Date: Mon, 1 Feb 2010 17:42:06 -0500
From: Mathieu Desnoyers <mathieu.desnoyers@polymtl.ca>
To: Linus Torvalds <torvalds@linux-foundation.org>
Cc: akpm@linux-foundation.org, Ingo Molnar <mingo@elte.hu>,
       linux-kernel@vger.kernel.org,
       KOSAKI Motohiro <kosaki.motohiro@jp.fujitsu.com>,
       Steven Rostedt <rostedt@goodmis.org>,
       "Paul E. McKenney" <paulmck@linux.vnet.ibm.com>,
       Nicholas Miell <nmiell@comcast.net>, laijs@cn.fujitsu.com,
       dipankar@in.ibm.com, josh@joshtriplett.org, dvhltc@us.ibm.com,
       niv@us.ibm.com, tglx@linutronix.de, peterz@infradead.org,
       Valdis.Kletnieks@vt.edu, dhowells@redhat.com
Subject: Re: [patch 2/3] scheduler: add full memory barriers upon task
	switch at runqueue lock/unlock
Message-ID: <20100201224206.GB3571@Krystal>
References: <20100131210013.446503342@polymtl.ca> <alpine.LFD.2.00.1002010722350.4206@localhost.localdomain> <20100201160929.GA3032@Krystal> <alpine.LFD.2.00.1002010816030.4206@localhost.localdomain> <20100201164856.GA3486@Krystal> <alpine.LFD.2.00.1002010854110.4206@localhost.localdomain> <20100201174500.GA13744@Krystal> <alpine.LFD.2.00.1002011028190.4206@localhost.localdomain> <20100201195629.GA27665@Krystal> <alpine.LFD.2.00.1002011227360.4206@localhost.localdomain>
Mime-Version: 1.0
Content-Type: text/plain; charset=us-ascii
Content-Transfer-Encoding: 7bit
Content-Disposition: inline
In-Reply-To: <alpine.LFD.2.00.1002011227360.4206@localhost.localdomain>
User-Agent: Mutt/1.5.18 (2008-05-17)
☆ ☆ ☆ ☆ ☆
§ **DIRECTION 1**:
Pick out every line of the records that contains the word "branch", and copy each one. Case counts.
§ **DIRECTION 2**:
Extend the email about memory barriers in the scheduler by writing what follows its last header line.

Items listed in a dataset
☆ ☆ ☆ ☆ ☆
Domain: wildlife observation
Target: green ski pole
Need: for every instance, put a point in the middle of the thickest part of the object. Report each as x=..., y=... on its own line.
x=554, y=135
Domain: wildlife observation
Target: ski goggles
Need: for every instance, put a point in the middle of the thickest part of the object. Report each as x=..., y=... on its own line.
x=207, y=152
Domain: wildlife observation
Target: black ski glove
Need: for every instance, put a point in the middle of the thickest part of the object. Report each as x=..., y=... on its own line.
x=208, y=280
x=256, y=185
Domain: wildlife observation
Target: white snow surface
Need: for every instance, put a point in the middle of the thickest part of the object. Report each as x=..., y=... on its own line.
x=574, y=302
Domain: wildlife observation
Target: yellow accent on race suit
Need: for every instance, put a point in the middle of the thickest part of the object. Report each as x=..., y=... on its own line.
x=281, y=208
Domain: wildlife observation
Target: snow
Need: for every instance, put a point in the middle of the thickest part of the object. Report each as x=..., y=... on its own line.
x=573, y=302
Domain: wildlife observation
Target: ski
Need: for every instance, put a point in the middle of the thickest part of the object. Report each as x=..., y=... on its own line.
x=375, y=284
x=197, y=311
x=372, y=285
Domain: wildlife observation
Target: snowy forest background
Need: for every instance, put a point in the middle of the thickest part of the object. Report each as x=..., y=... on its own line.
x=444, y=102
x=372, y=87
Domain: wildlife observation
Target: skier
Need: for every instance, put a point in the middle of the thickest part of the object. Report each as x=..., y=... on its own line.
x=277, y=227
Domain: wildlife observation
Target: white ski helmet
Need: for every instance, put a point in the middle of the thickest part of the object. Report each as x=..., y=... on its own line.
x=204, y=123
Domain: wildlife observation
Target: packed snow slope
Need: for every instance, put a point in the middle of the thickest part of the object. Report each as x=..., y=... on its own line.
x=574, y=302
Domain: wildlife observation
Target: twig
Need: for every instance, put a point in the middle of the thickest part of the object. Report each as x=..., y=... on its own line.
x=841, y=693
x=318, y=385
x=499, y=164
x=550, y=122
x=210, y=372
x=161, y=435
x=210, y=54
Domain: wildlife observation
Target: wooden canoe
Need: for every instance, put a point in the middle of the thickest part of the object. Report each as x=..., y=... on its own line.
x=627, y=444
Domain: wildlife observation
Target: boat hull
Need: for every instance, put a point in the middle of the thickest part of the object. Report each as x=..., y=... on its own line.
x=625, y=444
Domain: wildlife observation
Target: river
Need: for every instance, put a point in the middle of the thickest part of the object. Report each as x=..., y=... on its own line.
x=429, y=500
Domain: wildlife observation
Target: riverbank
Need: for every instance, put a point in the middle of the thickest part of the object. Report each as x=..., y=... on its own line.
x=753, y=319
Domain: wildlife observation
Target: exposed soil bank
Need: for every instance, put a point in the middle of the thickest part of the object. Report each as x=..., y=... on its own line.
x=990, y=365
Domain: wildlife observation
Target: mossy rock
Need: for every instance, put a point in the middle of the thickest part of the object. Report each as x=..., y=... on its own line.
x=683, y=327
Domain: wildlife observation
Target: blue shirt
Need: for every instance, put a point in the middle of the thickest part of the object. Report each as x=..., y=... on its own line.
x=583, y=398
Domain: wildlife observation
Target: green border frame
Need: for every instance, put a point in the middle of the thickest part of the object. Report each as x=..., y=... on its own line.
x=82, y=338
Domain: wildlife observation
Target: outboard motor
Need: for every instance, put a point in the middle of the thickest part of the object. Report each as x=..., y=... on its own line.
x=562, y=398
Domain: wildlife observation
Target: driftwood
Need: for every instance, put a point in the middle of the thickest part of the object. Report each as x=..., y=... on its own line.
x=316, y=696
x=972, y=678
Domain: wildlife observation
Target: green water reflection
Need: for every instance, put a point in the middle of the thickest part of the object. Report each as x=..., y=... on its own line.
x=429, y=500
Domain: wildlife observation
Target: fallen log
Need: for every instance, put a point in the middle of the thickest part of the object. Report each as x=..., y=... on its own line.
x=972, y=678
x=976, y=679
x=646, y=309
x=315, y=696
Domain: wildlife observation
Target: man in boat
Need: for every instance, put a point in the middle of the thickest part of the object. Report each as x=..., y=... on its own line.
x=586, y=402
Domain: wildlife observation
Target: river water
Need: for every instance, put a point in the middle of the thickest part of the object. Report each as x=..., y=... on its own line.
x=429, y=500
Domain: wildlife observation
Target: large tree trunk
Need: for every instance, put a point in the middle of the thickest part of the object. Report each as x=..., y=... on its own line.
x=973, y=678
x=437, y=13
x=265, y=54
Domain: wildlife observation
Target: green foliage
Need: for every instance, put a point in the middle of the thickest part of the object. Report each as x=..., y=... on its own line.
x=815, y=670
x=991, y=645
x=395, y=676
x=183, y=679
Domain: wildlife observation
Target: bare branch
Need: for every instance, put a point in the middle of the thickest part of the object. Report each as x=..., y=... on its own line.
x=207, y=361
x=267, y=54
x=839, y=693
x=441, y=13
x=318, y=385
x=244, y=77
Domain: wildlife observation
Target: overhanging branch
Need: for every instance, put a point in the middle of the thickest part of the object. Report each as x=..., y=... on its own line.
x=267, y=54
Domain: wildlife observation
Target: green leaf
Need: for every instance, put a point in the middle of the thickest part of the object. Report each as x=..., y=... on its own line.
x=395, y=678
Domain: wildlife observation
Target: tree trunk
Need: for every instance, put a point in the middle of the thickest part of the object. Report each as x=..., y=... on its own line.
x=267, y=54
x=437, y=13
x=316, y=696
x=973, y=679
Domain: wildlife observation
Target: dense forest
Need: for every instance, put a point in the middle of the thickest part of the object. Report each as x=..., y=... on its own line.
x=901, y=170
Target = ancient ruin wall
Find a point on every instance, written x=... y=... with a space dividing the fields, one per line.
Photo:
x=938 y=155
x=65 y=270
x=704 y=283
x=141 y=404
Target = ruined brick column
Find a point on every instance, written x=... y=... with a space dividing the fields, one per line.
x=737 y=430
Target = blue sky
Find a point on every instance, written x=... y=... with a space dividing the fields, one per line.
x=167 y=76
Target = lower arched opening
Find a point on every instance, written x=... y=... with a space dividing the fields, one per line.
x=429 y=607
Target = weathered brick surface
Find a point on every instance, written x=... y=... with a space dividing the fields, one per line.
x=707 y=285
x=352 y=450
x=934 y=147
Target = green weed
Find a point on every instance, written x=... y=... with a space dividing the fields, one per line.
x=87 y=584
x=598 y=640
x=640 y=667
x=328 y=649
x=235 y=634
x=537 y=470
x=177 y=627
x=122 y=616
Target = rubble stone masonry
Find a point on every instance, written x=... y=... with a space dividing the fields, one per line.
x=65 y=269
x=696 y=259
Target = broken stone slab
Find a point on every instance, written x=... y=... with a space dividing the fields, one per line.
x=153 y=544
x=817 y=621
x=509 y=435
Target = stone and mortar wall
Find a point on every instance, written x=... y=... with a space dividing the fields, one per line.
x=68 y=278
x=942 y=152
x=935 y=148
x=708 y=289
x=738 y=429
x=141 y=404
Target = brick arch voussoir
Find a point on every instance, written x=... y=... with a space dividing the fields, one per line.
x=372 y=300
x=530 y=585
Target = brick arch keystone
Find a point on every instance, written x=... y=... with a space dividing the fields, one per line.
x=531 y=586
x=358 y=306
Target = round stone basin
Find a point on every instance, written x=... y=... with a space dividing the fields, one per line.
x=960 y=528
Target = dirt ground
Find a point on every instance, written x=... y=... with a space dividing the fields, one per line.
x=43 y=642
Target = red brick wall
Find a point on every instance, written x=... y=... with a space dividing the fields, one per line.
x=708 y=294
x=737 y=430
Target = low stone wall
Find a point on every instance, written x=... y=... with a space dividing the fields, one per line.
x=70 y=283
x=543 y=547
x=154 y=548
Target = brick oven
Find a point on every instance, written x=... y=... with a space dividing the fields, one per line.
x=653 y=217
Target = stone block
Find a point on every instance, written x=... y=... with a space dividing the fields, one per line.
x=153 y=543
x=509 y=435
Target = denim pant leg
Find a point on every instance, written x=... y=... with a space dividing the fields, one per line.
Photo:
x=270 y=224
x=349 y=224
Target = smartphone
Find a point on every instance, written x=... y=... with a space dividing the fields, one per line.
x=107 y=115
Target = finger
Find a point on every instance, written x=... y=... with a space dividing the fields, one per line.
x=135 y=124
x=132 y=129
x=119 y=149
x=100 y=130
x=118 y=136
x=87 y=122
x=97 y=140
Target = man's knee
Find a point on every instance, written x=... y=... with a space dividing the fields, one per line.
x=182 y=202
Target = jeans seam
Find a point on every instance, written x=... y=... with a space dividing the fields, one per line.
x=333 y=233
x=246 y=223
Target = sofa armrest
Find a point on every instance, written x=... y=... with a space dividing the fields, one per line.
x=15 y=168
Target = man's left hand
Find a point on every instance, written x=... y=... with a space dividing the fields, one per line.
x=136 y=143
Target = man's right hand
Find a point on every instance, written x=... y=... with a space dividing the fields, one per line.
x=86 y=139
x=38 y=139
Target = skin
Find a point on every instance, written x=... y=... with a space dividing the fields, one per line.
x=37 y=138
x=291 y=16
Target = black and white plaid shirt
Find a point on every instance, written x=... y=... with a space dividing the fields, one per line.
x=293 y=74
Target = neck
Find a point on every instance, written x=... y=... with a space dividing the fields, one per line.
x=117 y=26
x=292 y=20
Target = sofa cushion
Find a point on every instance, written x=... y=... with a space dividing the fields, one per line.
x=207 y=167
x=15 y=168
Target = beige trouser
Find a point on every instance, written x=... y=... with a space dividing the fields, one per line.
☆ ☆ ☆ ☆ ☆
§ **TASK OUTPUT 1**:
Target: bare branch
Target: overhanging branch

§ **TASK OUTPUT 2**:
Sender: linux-kernel-owner@vger.kernel.org
Content-Length: 6262
Lines: 160

* Linus Torvalds (torvalds@linux-foundation.org) wrote:
> 
> 
> On Mon, 1 Feb 2010, Mathieu Desnoyers wrote:
> > 
> > The two event pairs we are looking at are:
> > 
> > Pair 1)
> > 
> > * memory accesses (load/stores) performed by user-space thread before
> >   context switch.
> > * cpumask_clear_cpu(cpu, mm_cpumask(prev));
> > 
> > Pair 2)
> >
> > * cpumask_set_cpu(cpu, mm_cpumask(next));
> > * memory accessses (load/stores) performed by user-space thread after
> >   context switch.
> 
> So explain why does that smp_mb() in between the two _help_?
> 
> The user of this will do a
> 
> 	for_each_cpu(mm_cpumask)
> 		send_IPI(cpu, smp_mb);
> 
> but that's not an atomic op _anyway_. So you're reading mm_cpumask 
> somewhere earlier, and doing the send_IPI later. So look at the whole 
> scenario 2:
> 
> 	cpumask_set_cpu(cpu, mm_cpumask(next));
> 	memory accessses performed by user-space
> 
> and think about it from the perspective of another CPU. What does an 
> smp_mb() in between the two do?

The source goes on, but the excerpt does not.